### Texte de la page ###

Dans le prologue, nous apercevons notamment une voiture « descendre » à travers le sol. Les effets spéciaux utilisés sont les même que pour celui du rétrécissement de l'équipe : l'éloignement progressif de la caméra pour nous donner un sentiment de rétrécissement. Cette scène peut donc paraître comme une répétition du vrai rétrécissement mais aussi comme un clin d’œil envers Grant qui s'insurge sur la possibilité d'être diminué alors que vraisemblablement, il l'a déjà été. Lors des déplacements en combinaison de plongée, soit disant dans l'univers aqueux du corps humain, cette sensation a été obtenue grâce au ralentissement des images. Nous avons donc une impression de lourdeur, d'écrasement comme lorsque que nous sommes au fond de l'eau.

### Données fournies ###

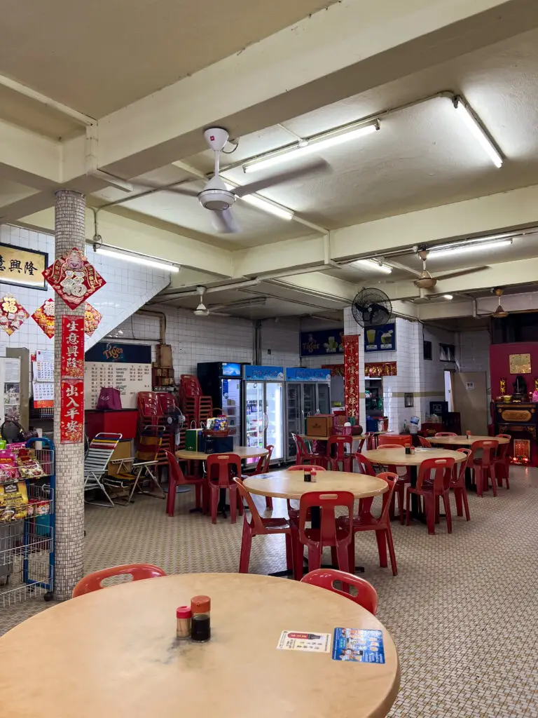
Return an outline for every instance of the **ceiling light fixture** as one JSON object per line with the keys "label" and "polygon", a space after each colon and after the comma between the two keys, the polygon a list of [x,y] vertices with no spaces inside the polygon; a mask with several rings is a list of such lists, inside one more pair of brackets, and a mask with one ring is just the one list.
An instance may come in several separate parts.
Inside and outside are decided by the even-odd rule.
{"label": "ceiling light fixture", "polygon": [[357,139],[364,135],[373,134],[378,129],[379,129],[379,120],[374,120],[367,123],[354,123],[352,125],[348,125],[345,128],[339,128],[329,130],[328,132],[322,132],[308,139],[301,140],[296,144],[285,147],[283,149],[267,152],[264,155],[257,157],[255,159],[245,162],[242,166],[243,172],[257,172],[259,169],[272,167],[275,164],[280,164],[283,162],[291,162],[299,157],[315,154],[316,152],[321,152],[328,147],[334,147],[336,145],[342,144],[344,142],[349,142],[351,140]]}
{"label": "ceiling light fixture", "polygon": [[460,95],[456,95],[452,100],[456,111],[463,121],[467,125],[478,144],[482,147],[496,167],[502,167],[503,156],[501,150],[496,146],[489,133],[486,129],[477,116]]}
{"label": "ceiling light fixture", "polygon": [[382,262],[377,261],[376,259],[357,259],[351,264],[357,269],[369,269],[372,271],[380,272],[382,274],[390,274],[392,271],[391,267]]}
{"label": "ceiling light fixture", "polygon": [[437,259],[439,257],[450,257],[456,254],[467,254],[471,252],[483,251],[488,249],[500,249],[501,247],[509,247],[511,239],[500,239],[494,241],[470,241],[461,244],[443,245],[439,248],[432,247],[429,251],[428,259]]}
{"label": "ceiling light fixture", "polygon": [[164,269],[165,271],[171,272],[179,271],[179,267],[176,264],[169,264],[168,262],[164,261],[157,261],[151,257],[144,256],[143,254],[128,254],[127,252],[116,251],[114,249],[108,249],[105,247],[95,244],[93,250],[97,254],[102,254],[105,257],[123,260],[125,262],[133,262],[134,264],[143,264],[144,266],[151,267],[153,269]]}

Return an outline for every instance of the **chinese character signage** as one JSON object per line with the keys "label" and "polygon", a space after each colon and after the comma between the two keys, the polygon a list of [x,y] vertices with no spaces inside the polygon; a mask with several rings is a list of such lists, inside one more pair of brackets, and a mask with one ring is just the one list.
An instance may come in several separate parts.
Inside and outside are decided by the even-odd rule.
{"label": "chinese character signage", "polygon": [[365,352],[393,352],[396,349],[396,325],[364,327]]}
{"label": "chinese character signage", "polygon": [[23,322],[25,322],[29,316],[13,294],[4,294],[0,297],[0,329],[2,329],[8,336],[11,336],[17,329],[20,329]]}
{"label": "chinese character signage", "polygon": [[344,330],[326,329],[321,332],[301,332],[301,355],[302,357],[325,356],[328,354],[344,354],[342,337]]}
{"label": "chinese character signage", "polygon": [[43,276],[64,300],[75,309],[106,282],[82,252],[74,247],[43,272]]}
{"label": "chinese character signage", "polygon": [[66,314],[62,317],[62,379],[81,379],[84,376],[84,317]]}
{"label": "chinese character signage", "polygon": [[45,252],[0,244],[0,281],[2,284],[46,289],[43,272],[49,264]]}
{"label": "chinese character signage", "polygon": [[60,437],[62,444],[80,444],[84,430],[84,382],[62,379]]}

###
### Données fournies ###

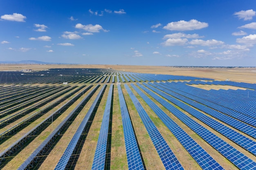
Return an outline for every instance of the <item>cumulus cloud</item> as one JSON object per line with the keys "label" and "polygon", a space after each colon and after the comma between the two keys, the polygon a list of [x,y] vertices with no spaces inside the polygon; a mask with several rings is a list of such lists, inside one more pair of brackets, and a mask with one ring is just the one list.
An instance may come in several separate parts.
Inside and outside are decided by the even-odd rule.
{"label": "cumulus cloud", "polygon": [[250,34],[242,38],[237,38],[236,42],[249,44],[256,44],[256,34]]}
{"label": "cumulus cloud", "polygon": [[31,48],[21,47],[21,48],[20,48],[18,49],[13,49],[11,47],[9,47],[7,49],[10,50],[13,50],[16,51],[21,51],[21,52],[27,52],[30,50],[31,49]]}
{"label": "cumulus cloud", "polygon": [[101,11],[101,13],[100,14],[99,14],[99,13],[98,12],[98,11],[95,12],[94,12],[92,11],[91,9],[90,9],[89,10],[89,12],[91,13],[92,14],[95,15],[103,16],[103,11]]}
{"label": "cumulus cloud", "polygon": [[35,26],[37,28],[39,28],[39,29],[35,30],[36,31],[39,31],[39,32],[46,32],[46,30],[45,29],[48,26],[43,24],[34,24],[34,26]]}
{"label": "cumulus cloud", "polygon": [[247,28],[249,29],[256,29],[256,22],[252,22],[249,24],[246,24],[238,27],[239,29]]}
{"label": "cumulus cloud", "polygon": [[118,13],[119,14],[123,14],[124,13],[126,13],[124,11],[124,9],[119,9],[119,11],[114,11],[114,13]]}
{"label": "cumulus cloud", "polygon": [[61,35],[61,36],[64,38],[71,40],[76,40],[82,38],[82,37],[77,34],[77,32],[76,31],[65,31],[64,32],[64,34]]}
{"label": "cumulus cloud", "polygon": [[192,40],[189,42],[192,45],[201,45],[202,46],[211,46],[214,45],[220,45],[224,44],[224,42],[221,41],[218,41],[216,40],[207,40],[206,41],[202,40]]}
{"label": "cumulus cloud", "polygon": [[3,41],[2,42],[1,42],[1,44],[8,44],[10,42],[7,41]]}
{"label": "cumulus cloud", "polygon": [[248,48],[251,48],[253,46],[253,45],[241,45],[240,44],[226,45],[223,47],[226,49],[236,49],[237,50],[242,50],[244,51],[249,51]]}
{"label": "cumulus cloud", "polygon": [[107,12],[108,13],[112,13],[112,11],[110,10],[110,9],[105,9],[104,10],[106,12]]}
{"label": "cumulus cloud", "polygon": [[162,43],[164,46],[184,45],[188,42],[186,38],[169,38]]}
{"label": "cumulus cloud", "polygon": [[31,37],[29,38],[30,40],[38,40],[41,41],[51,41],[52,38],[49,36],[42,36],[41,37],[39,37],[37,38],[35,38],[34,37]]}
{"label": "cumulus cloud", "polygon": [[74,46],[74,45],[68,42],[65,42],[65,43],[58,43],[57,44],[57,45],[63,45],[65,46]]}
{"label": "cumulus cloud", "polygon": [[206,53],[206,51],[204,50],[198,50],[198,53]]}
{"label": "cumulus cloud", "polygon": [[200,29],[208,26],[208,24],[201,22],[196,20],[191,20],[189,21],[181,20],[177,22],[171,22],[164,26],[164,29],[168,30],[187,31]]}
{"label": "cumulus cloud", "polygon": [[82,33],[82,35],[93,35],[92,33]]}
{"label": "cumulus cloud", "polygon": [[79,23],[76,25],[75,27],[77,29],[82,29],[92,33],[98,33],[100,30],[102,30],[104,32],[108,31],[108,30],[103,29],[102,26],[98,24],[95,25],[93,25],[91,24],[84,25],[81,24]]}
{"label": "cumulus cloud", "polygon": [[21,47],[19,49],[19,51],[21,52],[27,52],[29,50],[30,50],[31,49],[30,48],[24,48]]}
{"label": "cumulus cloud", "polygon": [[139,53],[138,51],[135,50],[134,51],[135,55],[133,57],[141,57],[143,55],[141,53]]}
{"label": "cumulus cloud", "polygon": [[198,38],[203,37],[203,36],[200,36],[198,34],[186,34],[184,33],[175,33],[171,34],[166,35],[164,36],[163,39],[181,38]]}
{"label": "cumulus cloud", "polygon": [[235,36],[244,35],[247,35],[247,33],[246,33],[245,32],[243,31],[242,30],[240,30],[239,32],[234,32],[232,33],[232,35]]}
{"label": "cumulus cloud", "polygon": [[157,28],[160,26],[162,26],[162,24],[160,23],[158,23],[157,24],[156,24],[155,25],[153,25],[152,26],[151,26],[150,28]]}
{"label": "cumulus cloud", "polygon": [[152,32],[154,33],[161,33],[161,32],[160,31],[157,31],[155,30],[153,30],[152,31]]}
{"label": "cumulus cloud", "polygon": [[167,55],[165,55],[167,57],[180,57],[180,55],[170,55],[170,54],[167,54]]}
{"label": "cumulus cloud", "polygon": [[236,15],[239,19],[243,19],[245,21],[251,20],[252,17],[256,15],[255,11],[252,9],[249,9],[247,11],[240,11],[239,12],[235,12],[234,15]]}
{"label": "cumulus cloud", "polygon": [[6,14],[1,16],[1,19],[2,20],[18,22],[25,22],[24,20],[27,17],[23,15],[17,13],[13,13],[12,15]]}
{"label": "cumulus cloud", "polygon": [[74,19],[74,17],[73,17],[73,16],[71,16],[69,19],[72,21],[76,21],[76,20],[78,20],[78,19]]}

###

**Consigne**
Reprenez le texte sur les effets spéciaux du film et poursuivez-le après sa dernière phrase. Les lignes sont un contenu à part, sans lien avec le texte.

**Résultat**
Le film de Richard Fleischer est par ailleurs très coloré et comporte beaucoup de formes géométriques. Contemporains des effets kaléidoscopiques et cinétiques de l'art optique (op' art),
les procédés employés sont combinés d'une certaine manière afin de créer des effets particuliers : des ambiguïtés spatiales, des impressions de mouvement, des effets de vibrations. Dans les
années soixante, le LSD (abrégé du mot allemand Lysergesäurediethylamid) a une énorme influence dans le milieu culturel et artistique :
littéraire, rock, pictural, cinématographique... Dans le film, nous retrouvons ce côté psychédélique qui peut aussi être provoqué par cette drogue hallucinogène. Le générique du Voyage
fantastique est aussi suggestif. Son idée sera reprise dans la série américaine de Kenneth Johnson, L'Homme qui valait trois milliards, diffusée entre les années 1974 et 1978 : les
plans d'une opération chirurgicale (à peu près les mêmes), l'utilisation des traceurs des appareils médicaux, la musique qui reprend les bips de ces mêmes appareils...
Les avatars du rétrécissement
Une reprise de l'idée de base de ce film (un voyage dans le corps humain par un être rétréci) a été plus tard réalisée par Joe Dante, le créateur des Gremlins : L'Aventure
intérieure (1987). L'histoire, sur un mode plus parodique, met en scène Dennis Quaid, rétréci et injecté accidentellement dans les fesses de la mauvaise personne, un homme complexé. Un
dialogue entre les deux personnages commence, le premier devient en quelque sorte le mentor du second ou son démon. Dans le Marvel Cinematic Universe, le personnage d'Ant-Man joue des changements
d'échelle comme d'un pouvoir de compensation donnant à un personnage considéré comme un minable la possibilité de rejoindre le groupe élitiste des nouveaux Prométhée hollywoodiens.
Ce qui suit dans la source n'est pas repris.